*Data records:*
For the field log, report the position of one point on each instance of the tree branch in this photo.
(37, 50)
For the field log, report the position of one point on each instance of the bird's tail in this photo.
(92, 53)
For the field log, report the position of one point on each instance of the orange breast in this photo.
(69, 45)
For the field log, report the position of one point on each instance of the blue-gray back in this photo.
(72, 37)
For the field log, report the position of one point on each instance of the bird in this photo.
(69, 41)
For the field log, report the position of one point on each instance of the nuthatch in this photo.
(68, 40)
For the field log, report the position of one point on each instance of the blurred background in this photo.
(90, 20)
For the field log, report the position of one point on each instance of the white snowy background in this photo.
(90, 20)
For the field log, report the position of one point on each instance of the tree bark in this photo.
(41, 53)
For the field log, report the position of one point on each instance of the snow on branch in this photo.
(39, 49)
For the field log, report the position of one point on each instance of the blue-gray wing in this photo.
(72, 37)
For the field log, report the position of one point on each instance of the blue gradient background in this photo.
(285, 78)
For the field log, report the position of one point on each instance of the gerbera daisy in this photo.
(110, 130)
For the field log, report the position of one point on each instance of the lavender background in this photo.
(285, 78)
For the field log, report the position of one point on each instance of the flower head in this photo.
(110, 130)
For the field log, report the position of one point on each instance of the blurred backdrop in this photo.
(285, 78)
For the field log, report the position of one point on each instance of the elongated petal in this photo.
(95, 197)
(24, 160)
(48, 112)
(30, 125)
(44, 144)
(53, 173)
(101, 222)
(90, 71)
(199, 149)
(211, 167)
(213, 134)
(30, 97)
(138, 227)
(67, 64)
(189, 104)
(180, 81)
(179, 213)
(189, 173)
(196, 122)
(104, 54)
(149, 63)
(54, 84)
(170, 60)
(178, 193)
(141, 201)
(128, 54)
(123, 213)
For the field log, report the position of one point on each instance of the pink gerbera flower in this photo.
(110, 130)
---
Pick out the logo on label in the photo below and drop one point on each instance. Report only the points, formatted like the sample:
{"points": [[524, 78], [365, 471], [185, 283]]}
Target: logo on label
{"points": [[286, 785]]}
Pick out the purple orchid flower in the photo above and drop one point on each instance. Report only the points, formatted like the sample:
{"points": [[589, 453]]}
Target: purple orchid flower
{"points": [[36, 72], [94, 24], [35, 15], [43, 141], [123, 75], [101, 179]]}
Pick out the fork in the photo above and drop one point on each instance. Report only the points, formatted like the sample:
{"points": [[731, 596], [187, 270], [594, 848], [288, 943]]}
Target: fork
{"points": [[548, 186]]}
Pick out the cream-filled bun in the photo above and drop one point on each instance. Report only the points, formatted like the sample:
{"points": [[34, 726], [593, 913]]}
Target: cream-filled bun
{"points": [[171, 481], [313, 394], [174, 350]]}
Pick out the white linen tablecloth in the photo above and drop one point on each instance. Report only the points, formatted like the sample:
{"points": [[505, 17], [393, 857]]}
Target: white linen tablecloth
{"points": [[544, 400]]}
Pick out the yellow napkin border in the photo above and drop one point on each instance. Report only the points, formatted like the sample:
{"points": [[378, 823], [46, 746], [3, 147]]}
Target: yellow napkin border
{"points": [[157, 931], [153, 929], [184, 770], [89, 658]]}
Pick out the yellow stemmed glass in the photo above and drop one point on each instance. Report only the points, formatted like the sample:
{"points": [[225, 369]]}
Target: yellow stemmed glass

*What is required:* From the entries above, return each line with the word "glass" in it.

*Response box:*
Pick out the yellow stemmed glass in the photo above and drop one point on each instance. Report only the points, formatted like the sample:
Target: yellow stemmed glass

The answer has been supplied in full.